- [Passage for review]
--- START ---

That's naturally not an exhaustive list. But maybe to summarize, my main advice is just to recognize nonspecific discomfort, as a thing that can be a problem worth fixing. And recognize that on the margin it might be less useful to chase specific solutions to specific problems; there are things you can do to alleviate discomfort "generically", no matter where it comes from, and these can be a better investment.
To me, it also seems you undervalue introspection. This can be bad because if you think introspection is not useful, you will underuse it.
That might be correct, not because it is impossible for these people to introspect, but because they have not learned it. Most people don't hold off on proposing solutions but I would be surprised if they could not learn to do it.
I am sure I can tell if I am unhappy because of my job or my boss. It is likely I wouldn't have been able to tell a year ago when I thought I was good at introspection while being terrible at it. So terrible, that it is hard to imagine how I could have been worse.
How is that possible? Well, I thought I was good at introspection because I was very good at certain kinds of introspection. E.g. introspecting on how I do analytical reasoning, while I do it. But I was terrible at emotional introspection. I only had the concept of introspection. Now it is clear to me that there are multiple kinds of introspection. I was blind to emotions, without realizing this.

--- END ---

- [Task set]
1. Duplicate the passage on introspection, beginning at the words "That's naturally not" and stopping after "learn to do it.".
2. Go on with the passage on introspection from the point where it stops.

- [Region pointing data]
--- START ---

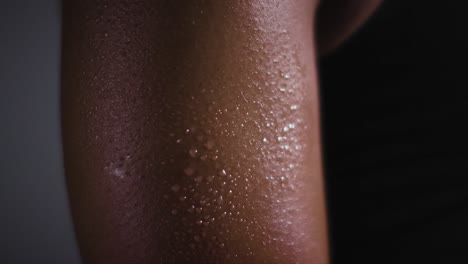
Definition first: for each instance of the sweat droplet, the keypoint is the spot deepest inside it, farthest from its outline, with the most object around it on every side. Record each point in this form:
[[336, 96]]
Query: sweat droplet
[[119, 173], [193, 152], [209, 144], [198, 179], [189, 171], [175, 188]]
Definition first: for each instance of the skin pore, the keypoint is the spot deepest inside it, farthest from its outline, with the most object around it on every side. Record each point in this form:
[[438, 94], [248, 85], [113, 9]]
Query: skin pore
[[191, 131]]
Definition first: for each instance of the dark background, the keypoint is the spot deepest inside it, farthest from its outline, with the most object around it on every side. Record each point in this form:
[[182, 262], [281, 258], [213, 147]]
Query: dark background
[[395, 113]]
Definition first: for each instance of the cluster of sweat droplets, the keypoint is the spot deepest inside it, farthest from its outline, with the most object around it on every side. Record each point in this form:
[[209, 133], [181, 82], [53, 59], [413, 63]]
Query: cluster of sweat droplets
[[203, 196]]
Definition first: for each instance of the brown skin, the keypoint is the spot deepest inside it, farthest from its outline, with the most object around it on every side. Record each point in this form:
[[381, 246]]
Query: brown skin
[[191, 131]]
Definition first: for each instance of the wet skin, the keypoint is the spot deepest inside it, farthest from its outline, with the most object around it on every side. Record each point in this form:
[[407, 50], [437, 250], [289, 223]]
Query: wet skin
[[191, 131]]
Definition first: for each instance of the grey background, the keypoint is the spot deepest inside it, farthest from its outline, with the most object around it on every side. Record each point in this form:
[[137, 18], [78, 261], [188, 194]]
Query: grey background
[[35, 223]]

--- END ---

- [Answer section]
1.
That's naturally not an exhaustive list. But maybe to summarize, my main advice is just to recognize nonspecific discomfort, as a thing that can be a problem worth fixing. And recognize that on the margin it might be less useful to chase specific solutions to specific problems; there are things you can do to alleviate discomfort "generically", no matter where it comes from, and these can be a better investment.
To me, it also seems you undervalue introspection. This can be bad because if you think introspection is not useful, you will underuse it.
That might be correct, not because it is impossible for these people to introspect, but because they have not learned it. Most people don't hold off on proposing solutions but I would be surprised if they could not learn to do it.

2.
Before I got better at introspection, all of my negative feelings could have been described as nonspecific discomfort. But it was really not nonspecific at all. It was just that I had ignored and suppressed my emotions so much that they got disassociated from their actual causes. So I would feel bad but didn't know why. I basically did exactly what Hazard talks about here. I did this basically for every negative emotion I experienced.
But then I discovered this tek to introspect, and it seems to work quite well. I have applied it maybe 8 times now. Mostly to emotions that at first seem nonspecific. In my experience, most emotions are actually non-specific, even if they are temporally linked very tightly.
E.g. if I experience social rejection, I normally feel good at first but after 15 minutes I start to feel bad. It seems like it should be clear to me that this is because of the social rejection, but it's not. It will seem like the most likely explanation to me, but there will be uncertainty about if this is actually what is going on. This is ridiculous maybe I am especially bad at analyzing emotions without spinning up a conscious expliitit optimization process. But once I use the technique I linked above it becomes very clear why I feel bad. The interesting thing is that once you understand the underlying cause of the nonspecific comfort, it disappears. Without you doing anything.
This makes sort of sense. Once you have truly understood what a specific feeling "wants you to accomplish" there is really no more point in it sticking around. Now that you have understood the feeling you can either optimize for getting what the feeling wants, or you can realize that the feeling doesn't actually make sense in the current situation. Doing the appropriate thing will make the feeling go away. At least that is what happened so far for me.